Work to be completed:
Copy out, exactly as given, every line from the line with "Reviewer note: every instance of the white cloud" to the end of the listing, both of those lines included.

Excerpts of location labeling data:
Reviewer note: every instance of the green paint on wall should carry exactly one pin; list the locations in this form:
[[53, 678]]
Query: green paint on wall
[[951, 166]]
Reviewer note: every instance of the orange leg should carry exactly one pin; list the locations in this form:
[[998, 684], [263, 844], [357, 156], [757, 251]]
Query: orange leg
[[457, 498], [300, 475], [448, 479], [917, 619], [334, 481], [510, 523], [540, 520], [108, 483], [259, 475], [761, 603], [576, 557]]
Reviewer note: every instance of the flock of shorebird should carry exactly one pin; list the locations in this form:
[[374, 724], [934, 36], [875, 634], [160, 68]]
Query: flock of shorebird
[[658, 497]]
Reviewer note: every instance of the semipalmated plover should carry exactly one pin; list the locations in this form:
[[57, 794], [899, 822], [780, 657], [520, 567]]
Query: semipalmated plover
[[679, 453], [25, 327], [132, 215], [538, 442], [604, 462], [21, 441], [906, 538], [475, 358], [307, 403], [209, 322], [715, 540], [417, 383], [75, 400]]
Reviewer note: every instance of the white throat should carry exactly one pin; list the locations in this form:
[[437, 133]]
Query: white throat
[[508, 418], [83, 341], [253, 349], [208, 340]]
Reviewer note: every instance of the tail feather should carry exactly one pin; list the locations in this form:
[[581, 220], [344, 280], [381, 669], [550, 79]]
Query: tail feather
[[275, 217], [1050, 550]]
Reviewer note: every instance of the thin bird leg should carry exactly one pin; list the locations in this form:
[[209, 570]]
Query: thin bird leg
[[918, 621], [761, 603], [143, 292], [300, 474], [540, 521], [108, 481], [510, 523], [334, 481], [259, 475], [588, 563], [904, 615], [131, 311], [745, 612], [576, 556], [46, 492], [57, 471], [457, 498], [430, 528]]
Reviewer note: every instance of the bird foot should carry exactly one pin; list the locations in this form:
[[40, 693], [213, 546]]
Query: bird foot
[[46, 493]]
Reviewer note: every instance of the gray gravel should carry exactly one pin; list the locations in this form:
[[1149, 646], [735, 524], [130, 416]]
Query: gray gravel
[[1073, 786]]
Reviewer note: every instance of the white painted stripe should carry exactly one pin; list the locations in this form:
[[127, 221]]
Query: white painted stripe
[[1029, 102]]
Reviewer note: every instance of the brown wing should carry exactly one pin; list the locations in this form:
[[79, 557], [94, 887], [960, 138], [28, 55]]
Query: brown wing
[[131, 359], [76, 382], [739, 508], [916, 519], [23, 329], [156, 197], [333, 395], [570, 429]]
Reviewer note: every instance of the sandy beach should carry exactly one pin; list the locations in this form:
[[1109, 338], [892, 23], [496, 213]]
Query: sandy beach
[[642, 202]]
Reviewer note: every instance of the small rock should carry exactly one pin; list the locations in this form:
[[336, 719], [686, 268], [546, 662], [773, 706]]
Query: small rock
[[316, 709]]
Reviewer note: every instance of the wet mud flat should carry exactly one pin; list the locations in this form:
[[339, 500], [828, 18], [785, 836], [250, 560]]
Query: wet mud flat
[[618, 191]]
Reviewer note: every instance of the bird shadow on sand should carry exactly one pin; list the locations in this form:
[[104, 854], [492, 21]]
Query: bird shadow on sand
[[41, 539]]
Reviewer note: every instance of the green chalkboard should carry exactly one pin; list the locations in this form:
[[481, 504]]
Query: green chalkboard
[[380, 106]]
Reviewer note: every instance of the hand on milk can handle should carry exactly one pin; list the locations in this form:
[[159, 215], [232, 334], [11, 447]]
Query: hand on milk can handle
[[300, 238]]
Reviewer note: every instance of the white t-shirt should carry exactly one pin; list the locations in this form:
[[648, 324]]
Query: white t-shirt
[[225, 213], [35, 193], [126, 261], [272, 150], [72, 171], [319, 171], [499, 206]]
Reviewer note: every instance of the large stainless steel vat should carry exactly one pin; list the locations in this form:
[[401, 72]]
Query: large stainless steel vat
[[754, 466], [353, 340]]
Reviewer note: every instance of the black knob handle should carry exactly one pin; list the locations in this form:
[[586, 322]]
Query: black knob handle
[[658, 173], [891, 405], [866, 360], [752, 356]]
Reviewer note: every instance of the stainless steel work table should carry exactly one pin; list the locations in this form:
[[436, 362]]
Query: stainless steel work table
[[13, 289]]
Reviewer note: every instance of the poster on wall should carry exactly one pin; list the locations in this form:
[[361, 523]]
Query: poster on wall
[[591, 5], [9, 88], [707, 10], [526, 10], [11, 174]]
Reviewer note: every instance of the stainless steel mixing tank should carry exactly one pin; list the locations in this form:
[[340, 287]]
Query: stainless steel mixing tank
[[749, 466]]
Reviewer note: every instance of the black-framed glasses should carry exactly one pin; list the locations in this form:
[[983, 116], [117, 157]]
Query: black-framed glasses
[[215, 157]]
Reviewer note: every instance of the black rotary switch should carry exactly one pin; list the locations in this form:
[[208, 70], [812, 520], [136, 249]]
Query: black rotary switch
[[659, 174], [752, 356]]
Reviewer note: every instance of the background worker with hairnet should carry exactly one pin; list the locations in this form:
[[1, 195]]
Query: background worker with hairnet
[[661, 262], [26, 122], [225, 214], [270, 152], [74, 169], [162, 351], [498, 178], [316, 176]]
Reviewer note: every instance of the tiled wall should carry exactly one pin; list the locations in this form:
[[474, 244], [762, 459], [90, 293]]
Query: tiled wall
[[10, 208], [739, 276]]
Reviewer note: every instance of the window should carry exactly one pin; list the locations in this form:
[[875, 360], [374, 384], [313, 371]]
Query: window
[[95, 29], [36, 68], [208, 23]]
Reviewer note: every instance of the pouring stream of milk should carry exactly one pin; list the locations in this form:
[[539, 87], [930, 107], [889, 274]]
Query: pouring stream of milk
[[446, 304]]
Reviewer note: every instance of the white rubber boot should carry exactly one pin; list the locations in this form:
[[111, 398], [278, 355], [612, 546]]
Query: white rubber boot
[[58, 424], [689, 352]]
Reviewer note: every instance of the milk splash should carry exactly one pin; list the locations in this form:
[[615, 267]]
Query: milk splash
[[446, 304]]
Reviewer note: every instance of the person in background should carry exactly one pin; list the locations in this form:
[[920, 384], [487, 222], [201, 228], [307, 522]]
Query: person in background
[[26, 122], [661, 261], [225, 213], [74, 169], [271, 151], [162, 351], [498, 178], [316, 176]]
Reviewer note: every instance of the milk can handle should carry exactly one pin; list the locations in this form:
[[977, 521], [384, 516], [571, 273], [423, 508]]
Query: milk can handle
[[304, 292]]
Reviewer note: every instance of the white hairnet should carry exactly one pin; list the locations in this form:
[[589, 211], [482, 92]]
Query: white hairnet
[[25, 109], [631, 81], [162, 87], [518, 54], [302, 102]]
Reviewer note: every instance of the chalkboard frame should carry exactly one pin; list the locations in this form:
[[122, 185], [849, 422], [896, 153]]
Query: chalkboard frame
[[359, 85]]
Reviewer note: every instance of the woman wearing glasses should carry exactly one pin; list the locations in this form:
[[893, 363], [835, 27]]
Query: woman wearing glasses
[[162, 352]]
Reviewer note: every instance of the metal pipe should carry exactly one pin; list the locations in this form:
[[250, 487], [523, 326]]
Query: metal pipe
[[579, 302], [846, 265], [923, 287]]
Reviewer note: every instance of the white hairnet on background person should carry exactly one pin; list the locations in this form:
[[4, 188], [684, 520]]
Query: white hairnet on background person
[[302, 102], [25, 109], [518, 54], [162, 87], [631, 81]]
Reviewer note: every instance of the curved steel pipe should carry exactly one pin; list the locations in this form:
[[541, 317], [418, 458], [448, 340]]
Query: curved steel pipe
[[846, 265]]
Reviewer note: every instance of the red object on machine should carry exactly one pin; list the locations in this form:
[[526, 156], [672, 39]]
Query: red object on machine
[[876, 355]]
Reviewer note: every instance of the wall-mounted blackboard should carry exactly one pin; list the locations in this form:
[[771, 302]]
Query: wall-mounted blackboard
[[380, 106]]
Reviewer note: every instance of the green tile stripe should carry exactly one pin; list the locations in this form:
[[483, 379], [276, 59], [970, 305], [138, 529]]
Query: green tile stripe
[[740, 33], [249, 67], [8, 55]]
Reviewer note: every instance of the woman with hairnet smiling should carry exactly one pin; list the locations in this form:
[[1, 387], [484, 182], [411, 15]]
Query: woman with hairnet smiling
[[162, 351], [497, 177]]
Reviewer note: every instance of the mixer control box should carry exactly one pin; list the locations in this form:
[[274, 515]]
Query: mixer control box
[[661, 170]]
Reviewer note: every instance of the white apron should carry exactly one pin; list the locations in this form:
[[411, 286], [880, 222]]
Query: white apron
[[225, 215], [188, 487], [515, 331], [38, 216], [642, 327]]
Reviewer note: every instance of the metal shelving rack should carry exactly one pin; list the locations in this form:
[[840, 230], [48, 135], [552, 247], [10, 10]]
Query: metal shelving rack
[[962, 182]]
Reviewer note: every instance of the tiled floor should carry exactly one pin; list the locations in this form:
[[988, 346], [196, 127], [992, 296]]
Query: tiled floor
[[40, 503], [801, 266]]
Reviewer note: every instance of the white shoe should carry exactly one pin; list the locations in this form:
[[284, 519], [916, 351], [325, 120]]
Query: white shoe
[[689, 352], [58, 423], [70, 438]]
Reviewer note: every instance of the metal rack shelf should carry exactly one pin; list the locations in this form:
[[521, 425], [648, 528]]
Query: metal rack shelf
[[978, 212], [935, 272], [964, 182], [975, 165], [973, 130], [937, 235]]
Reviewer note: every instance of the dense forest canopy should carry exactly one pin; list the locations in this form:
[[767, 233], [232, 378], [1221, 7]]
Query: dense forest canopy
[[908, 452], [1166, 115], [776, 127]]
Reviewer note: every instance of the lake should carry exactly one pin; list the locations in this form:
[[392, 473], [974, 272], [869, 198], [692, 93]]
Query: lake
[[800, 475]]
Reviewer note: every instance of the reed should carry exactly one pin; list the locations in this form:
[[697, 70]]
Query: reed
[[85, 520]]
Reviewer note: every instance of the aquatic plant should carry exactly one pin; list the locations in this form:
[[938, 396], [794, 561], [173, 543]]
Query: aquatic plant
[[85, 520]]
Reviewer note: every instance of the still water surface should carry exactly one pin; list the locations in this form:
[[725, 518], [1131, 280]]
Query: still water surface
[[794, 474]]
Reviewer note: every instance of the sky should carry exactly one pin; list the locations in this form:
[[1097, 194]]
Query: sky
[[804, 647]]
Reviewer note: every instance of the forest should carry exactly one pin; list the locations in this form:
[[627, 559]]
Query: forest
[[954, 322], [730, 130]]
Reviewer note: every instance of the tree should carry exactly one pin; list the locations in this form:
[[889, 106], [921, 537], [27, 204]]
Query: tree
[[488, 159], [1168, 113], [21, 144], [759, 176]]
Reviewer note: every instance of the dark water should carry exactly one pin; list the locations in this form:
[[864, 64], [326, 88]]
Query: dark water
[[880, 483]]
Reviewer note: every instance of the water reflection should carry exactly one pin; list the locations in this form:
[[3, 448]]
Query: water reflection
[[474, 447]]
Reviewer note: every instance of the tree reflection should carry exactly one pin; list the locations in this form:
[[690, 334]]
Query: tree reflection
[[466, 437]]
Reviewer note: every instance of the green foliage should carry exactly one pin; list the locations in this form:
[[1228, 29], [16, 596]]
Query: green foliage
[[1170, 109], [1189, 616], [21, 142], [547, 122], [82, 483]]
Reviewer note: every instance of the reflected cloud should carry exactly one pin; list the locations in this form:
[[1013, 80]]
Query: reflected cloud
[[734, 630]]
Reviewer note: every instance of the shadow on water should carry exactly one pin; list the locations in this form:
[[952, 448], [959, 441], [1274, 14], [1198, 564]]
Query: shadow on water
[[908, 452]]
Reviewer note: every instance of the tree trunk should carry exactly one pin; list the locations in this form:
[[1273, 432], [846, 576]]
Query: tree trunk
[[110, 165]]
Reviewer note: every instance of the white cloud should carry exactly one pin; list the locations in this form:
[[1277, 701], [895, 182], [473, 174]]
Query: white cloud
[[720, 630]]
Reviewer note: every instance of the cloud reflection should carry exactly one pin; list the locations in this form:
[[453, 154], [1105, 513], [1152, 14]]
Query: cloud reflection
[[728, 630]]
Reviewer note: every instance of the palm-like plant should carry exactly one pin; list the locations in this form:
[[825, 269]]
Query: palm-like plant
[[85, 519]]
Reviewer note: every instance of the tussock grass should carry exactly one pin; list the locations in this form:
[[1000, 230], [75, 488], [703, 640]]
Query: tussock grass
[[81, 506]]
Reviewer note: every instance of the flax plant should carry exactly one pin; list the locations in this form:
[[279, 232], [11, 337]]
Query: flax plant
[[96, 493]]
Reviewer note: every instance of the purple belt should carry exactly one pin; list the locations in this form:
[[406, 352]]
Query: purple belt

The reply:
Reviewer note: every instance of the white cloud should carry exactly one pin; list the locations in this form:
[[1277, 701], [895, 182], [473, 174]]
Query: white cloud
[[720, 630]]
Reviewer note: every instance of the cloud reflection should carry exactly one pin; list the locations in this form:
[[453, 154], [1105, 513], [1152, 14]]
Query: cloud reflection
[[728, 630]]
Reviewer note: every instance of the palm-like plant should carry exactly one pin; list the locations in this form:
[[825, 269]]
Query: palm-like plant
[[85, 519]]
Reviewer note: every instance of the tussock grass should carry exactly one pin; list the locations in this form:
[[1000, 230], [75, 488], [703, 640]]
Query: tussock grass
[[81, 506]]
Reviewer note: every instance of the flax plant should carry exactly one pin; list the locations in this form:
[[279, 232], [11, 337]]
Query: flax plant
[[96, 493]]
Reviewer note: every instance of the purple belt should carry exactly one pin; list the locations in this form:
[[406, 352]]
Query: purple belt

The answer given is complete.